● **EXERCISE**:
After locating the line with "white petal on this basis." in the entries below, set down exactly that line and each one after it to the end, skipping pictures.

[Natural language region descriptions]
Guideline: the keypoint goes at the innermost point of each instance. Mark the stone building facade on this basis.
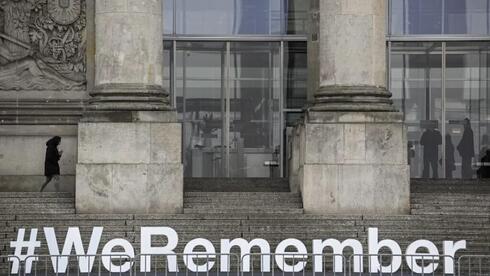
(94, 72)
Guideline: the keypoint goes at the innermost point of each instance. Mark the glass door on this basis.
(467, 107)
(254, 124)
(416, 84)
(200, 94)
(229, 98)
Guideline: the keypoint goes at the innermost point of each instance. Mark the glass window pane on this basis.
(466, 17)
(200, 101)
(295, 74)
(168, 16)
(254, 109)
(413, 17)
(233, 17)
(467, 97)
(297, 16)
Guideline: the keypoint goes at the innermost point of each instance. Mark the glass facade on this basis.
(443, 90)
(235, 17)
(430, 17)
(237, 70)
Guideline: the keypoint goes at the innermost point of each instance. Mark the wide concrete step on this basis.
(13, 211)
(36, 200)
(36, 195)
(290, 211)
(233, 195)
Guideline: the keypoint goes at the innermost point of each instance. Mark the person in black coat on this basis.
(430, 140)
(450, 162)
(51, 166)
(466, 149)
(484, 170)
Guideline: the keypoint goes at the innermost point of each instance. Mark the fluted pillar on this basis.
(352, 70)
(354, 158)
(129, 140)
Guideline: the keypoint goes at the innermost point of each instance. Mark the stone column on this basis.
(129, 147)
(355, 157)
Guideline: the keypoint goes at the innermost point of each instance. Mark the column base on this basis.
(129, 167)
(354, 163)
(129, 96)
(353, 98)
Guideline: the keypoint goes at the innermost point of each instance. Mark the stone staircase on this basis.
(450, 197)
(441, 210)
(240, 196)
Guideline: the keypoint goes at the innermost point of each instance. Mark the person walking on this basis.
(51, 166)
(449, 162)
(430, 140)
(466, 149)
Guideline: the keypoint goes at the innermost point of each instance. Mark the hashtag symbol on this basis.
(19, 245)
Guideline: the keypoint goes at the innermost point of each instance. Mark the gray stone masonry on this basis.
(129, 141)
(349, 153)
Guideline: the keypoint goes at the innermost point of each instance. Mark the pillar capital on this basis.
(129, 56)
(352, 57)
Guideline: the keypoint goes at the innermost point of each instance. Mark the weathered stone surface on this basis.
(129, 188)
(114, 143)
(129, 168)
(129, 142)
(356, 189)
(164, 148)
(348, 31)
(350, 166)
(129, 45)
(32, 183)
(44, 47)
(24, 154)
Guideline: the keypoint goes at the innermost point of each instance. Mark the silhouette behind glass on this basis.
(466, 149)
(430, 140)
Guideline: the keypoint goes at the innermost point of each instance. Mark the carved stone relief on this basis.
(42, 45)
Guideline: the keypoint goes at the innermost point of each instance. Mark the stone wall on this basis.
(46, 69)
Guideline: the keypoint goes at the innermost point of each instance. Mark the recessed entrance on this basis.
(230, 97)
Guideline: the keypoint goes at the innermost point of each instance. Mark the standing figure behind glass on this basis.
(430, 140)
(466, 149)
(449, 162)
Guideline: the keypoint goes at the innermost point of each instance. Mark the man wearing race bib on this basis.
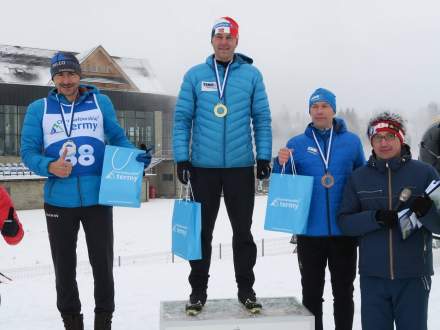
(222, 111)
(328, 152)
(64, 137)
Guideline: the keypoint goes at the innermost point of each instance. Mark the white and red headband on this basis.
(387, 126)
(225, 25)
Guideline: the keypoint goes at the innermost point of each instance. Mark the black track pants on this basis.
(238, 186)
(62, 226)
(341, 254)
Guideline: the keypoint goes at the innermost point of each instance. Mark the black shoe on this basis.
(253, 306)
(249, 301)
(103, 321)
(197, 300)
(193, 309)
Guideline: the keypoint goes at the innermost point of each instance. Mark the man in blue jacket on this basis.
(395, 273)
(329, 153)
(219, 104)
(63, 138)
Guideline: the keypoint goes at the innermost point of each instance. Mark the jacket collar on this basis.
(84, 92)
(339, 127)
(394, 163)
(239, 59)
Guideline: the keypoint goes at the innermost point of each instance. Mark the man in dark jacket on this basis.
(328, 152)
(395, 273)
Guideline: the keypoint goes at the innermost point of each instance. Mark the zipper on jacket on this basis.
(79, 191)
(424, 248)
(327, 197)
(328, 211)
(390, 231)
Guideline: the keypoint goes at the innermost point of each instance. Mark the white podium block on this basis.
(284, 313)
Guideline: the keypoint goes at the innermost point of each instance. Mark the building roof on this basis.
(31, 66)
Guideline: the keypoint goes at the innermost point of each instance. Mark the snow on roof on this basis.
(31, 66)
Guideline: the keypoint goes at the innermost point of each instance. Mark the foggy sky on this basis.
(372, 54)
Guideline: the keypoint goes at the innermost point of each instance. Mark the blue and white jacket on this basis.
(375, 186)
(346, 154)
(43, 135)
(208, 141)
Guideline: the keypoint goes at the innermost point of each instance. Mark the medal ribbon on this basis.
(221, 87)
(63, 116)
(324, 159)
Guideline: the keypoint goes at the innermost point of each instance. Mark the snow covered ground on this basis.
(143, 280)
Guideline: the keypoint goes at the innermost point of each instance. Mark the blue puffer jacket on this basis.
(222, 142)
(346, 154)
(72, 191)
(382, 252)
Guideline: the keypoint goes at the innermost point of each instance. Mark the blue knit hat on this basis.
(63, 61)
(323, 95)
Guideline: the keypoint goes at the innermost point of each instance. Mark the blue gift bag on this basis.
(121, 180)
(186, 229)
(288, 203)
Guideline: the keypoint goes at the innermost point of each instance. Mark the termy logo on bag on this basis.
(180, 229)
(286, 203)
(118, 173)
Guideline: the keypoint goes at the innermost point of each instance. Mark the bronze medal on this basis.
(327, 180)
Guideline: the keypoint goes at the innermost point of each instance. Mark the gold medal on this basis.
(220, 110)
(327, 180)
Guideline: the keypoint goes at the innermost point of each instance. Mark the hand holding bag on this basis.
(288, 202)
(187, 227)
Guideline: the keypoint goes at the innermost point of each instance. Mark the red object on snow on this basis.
(5, 205)
(152, 192)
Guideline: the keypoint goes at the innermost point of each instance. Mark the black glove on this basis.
(184, 171)
(10, 226)
(421, 205)
(263, 169)
(386, 218)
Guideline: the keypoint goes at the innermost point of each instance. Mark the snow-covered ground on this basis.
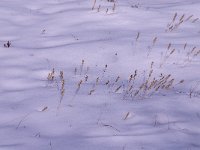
(99, 75)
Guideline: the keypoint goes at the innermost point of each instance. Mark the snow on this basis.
(98, 50)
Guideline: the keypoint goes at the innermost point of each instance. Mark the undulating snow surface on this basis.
(99, 75)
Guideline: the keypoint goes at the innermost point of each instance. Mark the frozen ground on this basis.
(96, 103)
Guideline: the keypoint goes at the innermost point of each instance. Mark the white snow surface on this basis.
(104, 46)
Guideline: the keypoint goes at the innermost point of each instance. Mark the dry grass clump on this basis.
(178, 20)
(107, 6)
(136, 86)
(59, 81)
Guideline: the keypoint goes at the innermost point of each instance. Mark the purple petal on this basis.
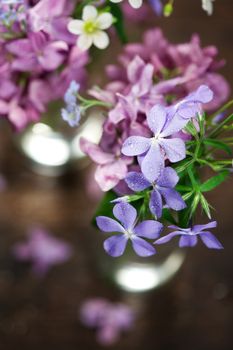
(115, 245)
(187, 241)
(203, 94)
(210, 240)
(174, 125)
(135, 145)
(108, 225)
(153, 163)
(189, 110)
(174, 149)
(136, 181)
(142, 248)
(168, 237)
(149, 229)
(172, 198)
(199, 228)
(168, 178)
(156, 118)
(126, 214)
(156, 204)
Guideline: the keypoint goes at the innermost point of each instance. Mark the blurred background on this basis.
(193, 311)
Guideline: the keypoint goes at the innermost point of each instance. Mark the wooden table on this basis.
(193, 312)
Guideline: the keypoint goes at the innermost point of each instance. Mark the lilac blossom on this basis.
(37, 52)
(43, 250)
(110, 319)
(111, 167)
(129, 230)
(165, 122)
(189, 236)
(162, 188)
(157, 6)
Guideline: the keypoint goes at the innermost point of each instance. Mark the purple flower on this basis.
(71, 93)
(155, 149)
(157, 6)
(72, 112)
(162, 188)
(165, 122)
(43, 250)
(37, 53)
(110, 319)
(189, 236)
(127, 214)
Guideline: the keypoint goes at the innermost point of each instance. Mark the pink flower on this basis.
(37, 53)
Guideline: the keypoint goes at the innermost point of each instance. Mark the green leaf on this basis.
(190, 128)
(183, 188)
(105, 207)
(183, 165)
(214, 181)
(119, 24)
(205, 206)
(187, 195)
(218, 144)
(168, 216)
(219, 128)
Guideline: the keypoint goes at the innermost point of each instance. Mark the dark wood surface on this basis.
(193, 312)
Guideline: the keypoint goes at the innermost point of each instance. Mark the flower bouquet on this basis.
(167, 134)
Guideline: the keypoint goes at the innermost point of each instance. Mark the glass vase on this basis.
(132, 273)
(52, 146)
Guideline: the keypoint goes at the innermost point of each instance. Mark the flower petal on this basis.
(174, 125)
(149, 229)
(126, 214)
(90, 13)
(100, 39)
(187, 241)
(105, 20)
(156, 118)
(136, 4)
(156, 204)
(75, 26)
(135, 145)
(172, 198)
(153, 163)
(168, 178)
(142, 247)
(115, 245)
(84, 42)
(107, 224)
(136, 181)
(174, 149)
(210, 240)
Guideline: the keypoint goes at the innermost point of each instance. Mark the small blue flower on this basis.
(71, 114)
(71, 94)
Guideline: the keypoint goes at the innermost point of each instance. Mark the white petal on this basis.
(75, 26)
(84, 42)
(104, 20)
(100, 39)
(89, 13)
(135, 3)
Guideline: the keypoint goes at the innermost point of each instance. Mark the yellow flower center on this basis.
(90, 27)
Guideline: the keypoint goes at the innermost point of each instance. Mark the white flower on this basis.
(134, 3)
(207, 6)
(90, 28)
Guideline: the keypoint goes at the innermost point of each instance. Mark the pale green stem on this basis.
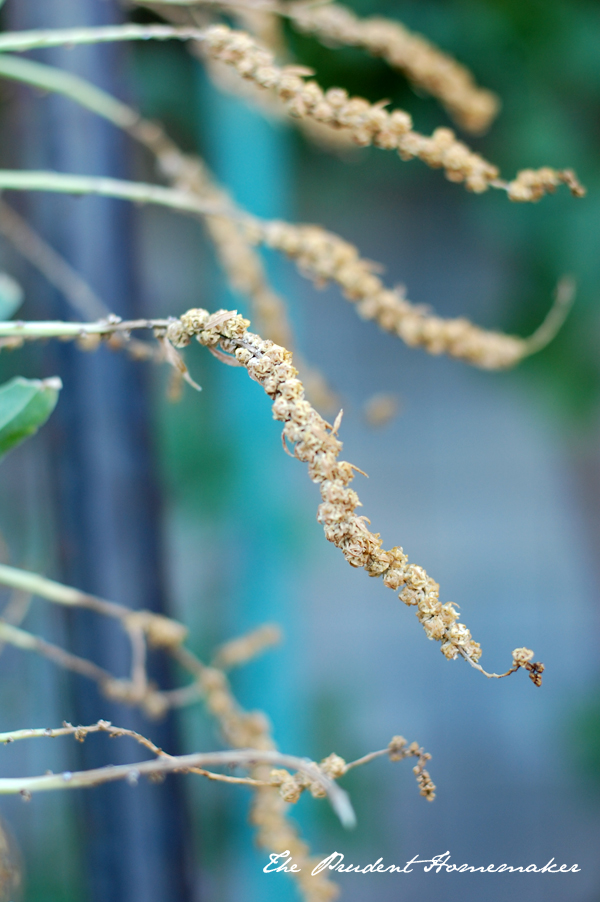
(132, 772)
(59, 329)
(50, 78)
(138, 192)
(18, 41)
(53, 591)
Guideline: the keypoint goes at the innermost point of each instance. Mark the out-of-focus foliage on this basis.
(25, 404)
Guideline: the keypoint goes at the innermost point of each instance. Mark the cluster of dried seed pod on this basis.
(323, 256)
(291, 786)
(367, 123)
(315, 442)
(268, 813)
(424, 64)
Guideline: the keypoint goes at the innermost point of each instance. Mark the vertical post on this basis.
(107, 500)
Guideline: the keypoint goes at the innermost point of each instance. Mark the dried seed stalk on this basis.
(314, 442)
(424, 64)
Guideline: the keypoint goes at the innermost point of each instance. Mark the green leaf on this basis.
(11, 293)
(25, 405)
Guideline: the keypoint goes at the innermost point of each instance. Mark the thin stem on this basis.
(13, 635)
(18, 41)
(138, 192)
(167, 764)
(57, 592)
(54, 267)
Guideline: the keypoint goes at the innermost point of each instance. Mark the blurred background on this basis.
(489, 480)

● **OUTPUT FOR THIS TASK**:
Guideline: the keypoint goes at the innermost point of each instance. Mark the white petal on this basis.
(75, 26)
(84, 42)
(104, 20)
(100, 39)
(89, 13)
(135, 3)
Guideline: the keypoint goes at the innermost point of each instance. Mark the yellow flower center on this basis.
(90, 27)
Guideline: the keypoint goes at the innermost point of each instance. Mark the white flower on this basis.
(134, 3)
(207, 6)
(90, 28)
Guideline: the keypoint goes at the innermost point of each instance. Mark the pale green stem on this basis.
(132, 772)
(59, 329)
(50, 78)
(138, 192)
(18, 41)
(53, 591)
Guideline: the keypoint goes at the innermost point of each instance. Mark the out-of-focus foliage on this basis.
(25, 404)
Guideline: the keypoint goes at the innermost point of each instance. Mark the cluster of dried seed pod on this basis.
(323, 256)
(291, 786)
(367, 123)
(315, 442)
(268, 813)
(424, 64)
Guideline: the keypoint goes at the innermost point of each instance. Mark the vertical post on this basis.
(107, 500)
Guideline: the keypoint goes at the innermost point of each instance. Mark the dried seed stalk on this basis.
(314, 442)
(424, 64)
Guideline: the keypoint goes at the innermost point of each instance. Mark the green leaf on this basis.
(11, 293)
(25, 405)
Guideline: the keypoint goes at the innermost point of each instance. Mark the thin stem on this basis.
(13, 635)
(18, 41)
(138, 192)
(167, 764)
(57, 592)
(54, 267)
Guideline: the keypoint goes at the innermost point of each instance. Mark the blurred background on this basis.
(489, 480)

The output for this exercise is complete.